Where an entry holds an image, skip the image but reproduce the rest word for word.

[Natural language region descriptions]
►
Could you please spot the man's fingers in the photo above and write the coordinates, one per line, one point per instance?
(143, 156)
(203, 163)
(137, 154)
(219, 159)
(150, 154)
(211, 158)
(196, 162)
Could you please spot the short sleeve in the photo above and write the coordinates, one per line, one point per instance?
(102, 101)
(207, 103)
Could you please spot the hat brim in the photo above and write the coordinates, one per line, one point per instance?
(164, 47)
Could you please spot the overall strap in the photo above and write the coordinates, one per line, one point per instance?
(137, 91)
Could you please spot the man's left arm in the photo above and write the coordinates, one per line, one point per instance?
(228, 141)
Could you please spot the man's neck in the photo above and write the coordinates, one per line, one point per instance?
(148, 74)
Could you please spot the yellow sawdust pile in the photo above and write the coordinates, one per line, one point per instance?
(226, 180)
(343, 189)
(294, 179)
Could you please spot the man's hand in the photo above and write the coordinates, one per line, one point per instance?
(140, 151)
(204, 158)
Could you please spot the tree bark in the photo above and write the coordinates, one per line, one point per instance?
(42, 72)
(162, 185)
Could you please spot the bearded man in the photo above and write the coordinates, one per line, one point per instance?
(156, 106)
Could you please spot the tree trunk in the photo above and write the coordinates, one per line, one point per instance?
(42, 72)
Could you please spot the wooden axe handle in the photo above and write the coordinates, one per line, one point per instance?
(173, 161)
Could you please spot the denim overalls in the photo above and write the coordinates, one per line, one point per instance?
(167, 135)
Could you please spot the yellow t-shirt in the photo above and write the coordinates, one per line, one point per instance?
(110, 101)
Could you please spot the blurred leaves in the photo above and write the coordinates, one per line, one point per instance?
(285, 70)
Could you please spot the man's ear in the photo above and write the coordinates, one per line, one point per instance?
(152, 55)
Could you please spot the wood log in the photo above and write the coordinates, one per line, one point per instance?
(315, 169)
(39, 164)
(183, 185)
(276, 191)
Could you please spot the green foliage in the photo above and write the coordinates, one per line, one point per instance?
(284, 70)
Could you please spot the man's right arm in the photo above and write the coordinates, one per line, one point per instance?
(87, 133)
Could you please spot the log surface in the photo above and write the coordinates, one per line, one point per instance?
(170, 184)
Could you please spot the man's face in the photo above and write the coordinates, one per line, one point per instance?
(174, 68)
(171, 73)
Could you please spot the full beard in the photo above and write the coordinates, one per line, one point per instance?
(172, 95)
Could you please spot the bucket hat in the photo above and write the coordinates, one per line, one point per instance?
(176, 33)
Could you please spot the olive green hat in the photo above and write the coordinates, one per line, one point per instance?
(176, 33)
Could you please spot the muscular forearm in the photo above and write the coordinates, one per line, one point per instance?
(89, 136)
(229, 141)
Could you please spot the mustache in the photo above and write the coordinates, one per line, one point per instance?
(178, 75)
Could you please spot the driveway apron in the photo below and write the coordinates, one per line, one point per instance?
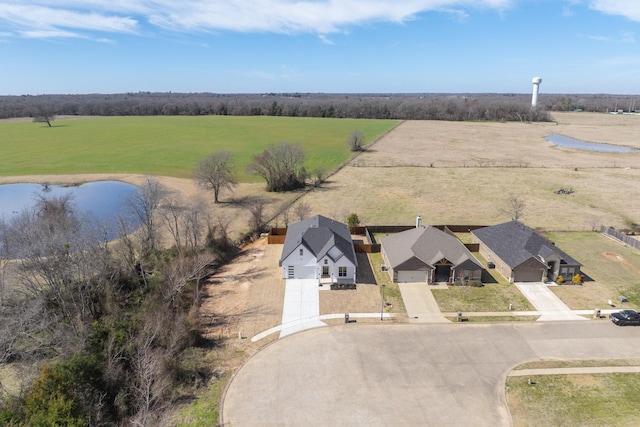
(301, 306)
(420, 303)
(549, 306)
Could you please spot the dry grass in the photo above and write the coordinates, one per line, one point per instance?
(465, 144)
(614, 268)
(478, 166)
(574, 400)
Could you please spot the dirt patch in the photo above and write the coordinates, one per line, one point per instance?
(614, 256)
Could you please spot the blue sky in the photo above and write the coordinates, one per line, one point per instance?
(333, 46)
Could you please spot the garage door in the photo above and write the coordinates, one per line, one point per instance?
(301, 272)
(409, 276)
(527, 275)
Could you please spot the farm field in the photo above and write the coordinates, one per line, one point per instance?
(465, 173)
(170, 146)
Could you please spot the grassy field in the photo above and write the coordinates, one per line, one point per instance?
(574, 400)
(613, 267)
(170, 146)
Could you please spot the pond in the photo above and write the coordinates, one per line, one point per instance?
(102, 199)
(565, 141)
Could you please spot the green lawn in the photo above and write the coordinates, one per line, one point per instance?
(574, 400)
(170, 145)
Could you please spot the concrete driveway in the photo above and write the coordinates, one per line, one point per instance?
(376, 375)
(420, 303)
(549, 306)
(301, 308)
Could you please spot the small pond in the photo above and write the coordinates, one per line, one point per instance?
(565, 141)
(102, 199)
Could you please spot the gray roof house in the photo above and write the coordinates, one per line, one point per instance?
(429, 255)
(522, 255)
(319, 248)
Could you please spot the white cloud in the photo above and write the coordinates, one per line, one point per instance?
(275, 16)
(326, 40)
(628, 8)
(38, 21)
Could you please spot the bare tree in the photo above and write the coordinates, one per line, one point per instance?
(216, 173)
(355, 141)
(172, 215)
(43, 115)
(302, 210)
(281, 166)
(196, 221)
(320, 174)
(5, 256)
(285, 212)
(256, 207)
(143, 208)
(515, 209)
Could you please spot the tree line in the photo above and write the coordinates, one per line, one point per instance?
(477, 107)
(103, 315)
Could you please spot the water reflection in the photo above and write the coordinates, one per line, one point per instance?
(103, 199)
(565, 141)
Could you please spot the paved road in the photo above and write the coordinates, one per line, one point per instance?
(381, 375)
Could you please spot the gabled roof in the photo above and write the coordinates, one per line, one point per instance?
(427, 244)
(515, 243)
(319, 234)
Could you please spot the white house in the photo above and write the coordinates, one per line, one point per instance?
(319, 248)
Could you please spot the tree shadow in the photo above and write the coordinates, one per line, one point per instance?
(487, 277)
(364, 273)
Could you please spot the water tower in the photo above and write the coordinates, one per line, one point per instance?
(536, 86)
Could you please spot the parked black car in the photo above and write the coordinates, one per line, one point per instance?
(625, 317)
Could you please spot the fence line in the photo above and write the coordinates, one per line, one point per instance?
(628, 240)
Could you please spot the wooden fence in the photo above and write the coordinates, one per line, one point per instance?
(277, 235)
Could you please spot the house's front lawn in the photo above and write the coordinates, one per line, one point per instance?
(496, 296)
(611, 268)
(489, 298)
(391, 290)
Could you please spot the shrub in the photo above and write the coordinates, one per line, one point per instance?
(355, 141)
(353, 220)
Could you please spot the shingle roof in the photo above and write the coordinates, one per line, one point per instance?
(319, 234)
(427, 244)
(515, 243)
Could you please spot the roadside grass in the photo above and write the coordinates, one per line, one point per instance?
◄
*Answer to the exercise*
Could you please spot the man's fingers in the photo above and write the coordinates, one per line, one point per instance?
(143, 156)
(203, 163)
(137, 154)
(219, 159)
(150, 154)
(211, 158)
(196, 162)
Could you please spot the short sleeve in the photo above and write the coordinates, one per line, one point per instance?
(102, 101)
(207, 103)
Could you please spot the hat brim in the photo above and write the coordinates, one per line, one point per instance?
(164, 47)
Could you please spot the overall strap in the photo above and write the coordinates, one per line, one point per instance?
(137, 91)
Could you please spot the man's left arm in the photo above and write the coordinates, one per line, one point per instance?
(228, 141)
Could you please spot the man's neck in the photo above and write the coordinates, one per line, one point per instance?
(148, 74)
Could you please spot the yellow sawdust pile in the photo above and write the coordinates, one per line, one point per instance?
(226, 180)
(343, 189)
(294, 179)
Could you please spot the man's hand in the photo above and write the coordinates, one per line, one point per instance?
(140, 151)
(204, 158)
Could you please spot the tree bark in the photo above and write the coordinates, one per line, one point per instance?
(42, 72)
(162, 185)
Could you please spot the bearded man in the photo above and write the coordinates, one per line, one point per instance?
(156, 106)
Could you please spot the tree trunk in the photo above and write the coordinates, one per line, one point per instance?
(42, 72)
Could you please spot the wooden axe handle in the photo above and write the coordinates, one per line, one point per instance?
(173, 161)
Could you please spot the denim overalls in the photo above and write the coordinates, one per line, one point per instance?
(167, 135)
Could you please spot the yellow t-shirt in the photo above and write the coordinates, one per line, one point per instance?
(110, 101)
Could you please spot the blurred leaves in the photo above and write the coordinates, one per line, one point per instance?
(285, 70)
Could you please spot the man's ear in the photo above and write the coordinates, one per line, one point per instance?
(152, 55)
Could you please spot the wood log in the photo above and write the coordinates, one per line, one point per instance?
(315, 169)
(39, 164)
(183, 185)
(276, 191)
Could you please spot the green foliage in the photo above and write the coordinates, one per line, one point per instance?
(284, 70)
Could you please spot the man's right arm in the photo above and write the coordinates, one per line, one point per instance?
(87, 133)
Could you please spot the log surface in the photo above and write the coordinates, one per line, one point per instance?
(170, 184)
Could you please spot the man's face in the photo above and write the coordinates, one per line, one point per instance?
(174, 68)
(171, 73)
Could you please spot the full beard in the photo above and write the coordinates, one per line, one point per instance?
(172, 95)
Could you please spot the bucket hat in the photo above and write the coordinates, one per line, one point per instance?
(176, 33)
Could you please spot the olive green hat in the photo above and write the coordinates, one per line, one point per instance?
(176, 33)
Could you please spot the muscular forearm in the photo above and write the coordinates, one per line, one point per instance?
(89, 136)
(229, 141)
Could you please spot the mustache in the photo above and write the coordinates, one per line, one point per instance?
(178, 75)
Could you please spot the driveway apron in the photo below and write the coordinates, one per line, one point per instance?
(301, 306)
(420, 303)
(549, 306)
Could you please spot the dry grass in the photo above and write the coordinates, one per line, one point per instance?
(465, 144)
(614, 268)
(478, 166)
(574, 400)
Could you please spot the dirt patch in the photo above and write the coordinates, one per line, one point per instance?
(614, 256)
Could you please spot the blue sky in the photo above and write the coordinates, one per line, one point per instance?
(333, 46)
Could you please spot the garage door in the photo above and write the coordinates, one per line, one point per instance?
(301, 272)
(409, 276)
(527, 275)
Could you please spot the farm field in the photo above and write the coordinates, one per line, one point per instance?
(465, 173)
(170, 146)
Could you please spot the grassy field in the photo above and write the coordinates, one per line, one point per instance?
(574, 400)
(613, 267)
(170, 146)
Could you please spot the pond in the photo above and write the coordinates, one per line, one point per instance?
(102, 199)
(565, 141)
Could you please spot the green lawn in the photo above and write the coordinates, one per line, one point per instance?
(574, 400)
(170, 145)
Could you please spot the concrete driveway in the photo above and write the coordinates, one per line, one point per instance?
(376, 375)
(420, 303)
(549, 306)
(301, 308)
Could you please spot the small pond in the photo above and write the coordinates, one per line, one point per instance?
(565, 141)
(102, 199)
Could you please spot the gray roof house in the photo above and write the coordinates, one per line, one point per instance?
(429, 255)
(522, 255)
(319, 248)
Could you please spot the white cloud in the photo above and write the coordinates, one per line, one point per instance?
(275, 16)
(326, 40)
(628, 8)
(38, 21)
Could you please spot the bare tree in the photo above and write the coordinates, one per line, one point per instance?
(216, 173)
(355, 141)
(172, 215)
(43, 115)
(302, 210)
(281, 166)
(196, 221)
(320, 174)
(5, 256)
(285, 212)
(256, 207)
(143, 208)
(515, 209)
Could you please spot the tree line in the photo above and write the coordinates, one per line, one point per instance?
(477, 107)
(103, 315)
Could you please spot the water reflection in the photo above and write the coordinates, one per line, one point per instance?
(103, 199)
(565, 141)
Could you please spot the paved road in the photo above and write the coordinates, one per line, one point per instance?
(381, 375)
Could you please spot the gabled roof in the photo above and write the coordinates, one per line, one point per instance?
(427, 244)
(515, 243)
(319, 234)
Could you please spot the white house in the photo above and write the coordinates, one per line, one point per instance?
(319, 248)
Could you please spot the tree shadow in the photo above and write the coordinates, one per line, one point per instance?
(487, 277)
(364, 273)
Could you please spot the water tower in the photo above and write the coordinates, one per line, one point per instance?
(536, 86)
Could you please spot the parked black car in the photo above and write the coordinates, one per line, one point per instance?
(625, 317)
Could you please spot the fence line in the photo above and write the coordinates, one per line, one point per instance?
(628, 240)
Could you please spot the wooden fence in the photo above and write the coordinates, one per line, one point per instance?
(277, 235)
Could you please spot the house's front lawn in the photo above and write the coordinates, one per line, one point per instance?
(496, 296)
(611, 268)
(489, 298)
(391, 290)
Could you please spot the shrub in the photo above and write the coordinates, one per line, one point per instance?
(355, 141)
(353, 220)
Could you please spot the shingle roof in the photo above and write the coordinates, one per line, one point per instance?
(319, 234)
(427, 244)
(515, 243)
Could you please spot the roadside grass in the photo above and write the coordinates, one per line, one point per instance?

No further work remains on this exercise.